--- Aim 1 ---
Copy out the reply about page title characters word for word, in full.

On Dec 6, 2004, at 11:11 PM, Nick Triantos wrote:
I've seen a few threads go by about not being able to use "funny" characters in page names... Everything from non-US characters, to the plus sign ( + ) and apostrophe ( ' ).
Is there a reason that the page titles aren't just stored in the database in urlencode( )'d page titles? When a search, etc. is performed, we could just convert the string to its urlencode( ) equivalent, and do the same for [[ ]] type links.
The storage of titles in the database is *in no way at all* related to limitations of what characters we allow in titles. Storing them in the database urlencode()d would make absolutely no difference except to complicate the code and bloat the database.
What characters we allow in titles is *only* related to the wiki link syntax and HTML and URL encoding/decoding issues.
It's extremely helpful for titles to be idempotent for URL decoding; data may be decoded multiple times for instance due to mod_rewrite hell, and for historical reason we in some places allow URL-encoded text to be used in wiki links themselves. Interwiki links at least let %xx hex does pass through unmolested.
(It's pretty annoying to me that you can't name a page "C++") :-)
The + issue has to do with multiple encoding/decoding issues and backwards-compatible links (in URL encoding, + represents a space).
-- brion vibber (brion @ pobox.com)

--- Data excerpts ---
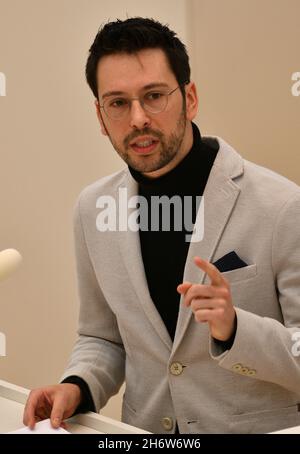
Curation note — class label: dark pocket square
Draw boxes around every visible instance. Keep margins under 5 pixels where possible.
[213,251,248,273]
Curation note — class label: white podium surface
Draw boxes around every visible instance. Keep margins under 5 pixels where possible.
[0,380,150,434]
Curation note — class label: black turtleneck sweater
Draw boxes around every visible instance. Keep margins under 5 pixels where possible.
[129,124,217,340]
[62,124,218,413]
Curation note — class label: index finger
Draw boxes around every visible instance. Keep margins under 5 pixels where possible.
[23,393,39,429]
[194,257,226,287]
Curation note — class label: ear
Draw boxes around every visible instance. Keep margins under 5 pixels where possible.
[185,82,198,121]
[95,99,108,136]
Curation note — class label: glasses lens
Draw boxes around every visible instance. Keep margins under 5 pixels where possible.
[103,98,129,119]
[143,92,168,113]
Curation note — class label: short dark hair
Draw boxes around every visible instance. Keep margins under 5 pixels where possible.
[85,17,191,99]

--- Aim 2 ---
Please turn the entries, from the line with "Curation note — class label: ear" through the last line of the entries, into a Markdown table with the columns Row and Line, skipping any blank lines.

--- Solution 1 ---
On Dec 6, 2004, at 11:11 PM, Nick Triantos wrote:
I've seen a few threads go by about not being able to use "funny" characters in page names... Everything from non-US characters, to the plus sign ( + ) and apostrophe ( ' ).
Is there a reason that the page titles aren't just stored in the database in urlencode( )'d page titles? When a search, etc. is performed, we could just convert the string to its urlencode( ) equivalent, and do the same for [[ ]] type links.
The storage of titles in the database is *in no way at all* related to limitations of what characters we allow in titles. Storing them in the database urlencode()d would make absolutely no difference except to complicate the code and bloat the database.
What characters we allow in titles is *only* related to the wiki link syntax and HTML and URL encoding/decoding issues.
It's extremely helpful for titles to be idempotent for URL decoding; data may be decoded multiple times for instance due to mod_rewrite hell, and for historical reason we in some places allow URL-encoded text to be used in wiki links themselves. Interwiki links at least let %xx hex does pass through unmolested.
(It's pretty annoying to me that you can't name a page "C++") :-)
The + issue has to do with multiple encoding/decoding issues and backwards-compatible links (in URL encoding, + represents a space).
-- brion vibber (brion @ pobox.com)

--- Solution 2 ---
| Row | Line |
|---|---|
| 1 | Curation note — class label: ear |
| 2 | Draw boxes around every visible instance. Keep margins under 5 pixels where possible. |
| 3 | [185,82,198,121] |
| 4 | [95,99,108,136] |
| 5 | Curation note — class label: glasses lens |
| 6 | Draw boxes around every visible instance. Keep margins under 5 pixels where possible. |
| 7 | [103,98,129,119] |
| 8 | [143,92,168,113] |
| 9 | Curation note — class label: short dark hair |
| 10 | Draw boxes around every visible instance. Keep margins under 5 pixels where possible. |
| 11 | [85,17,191,99] |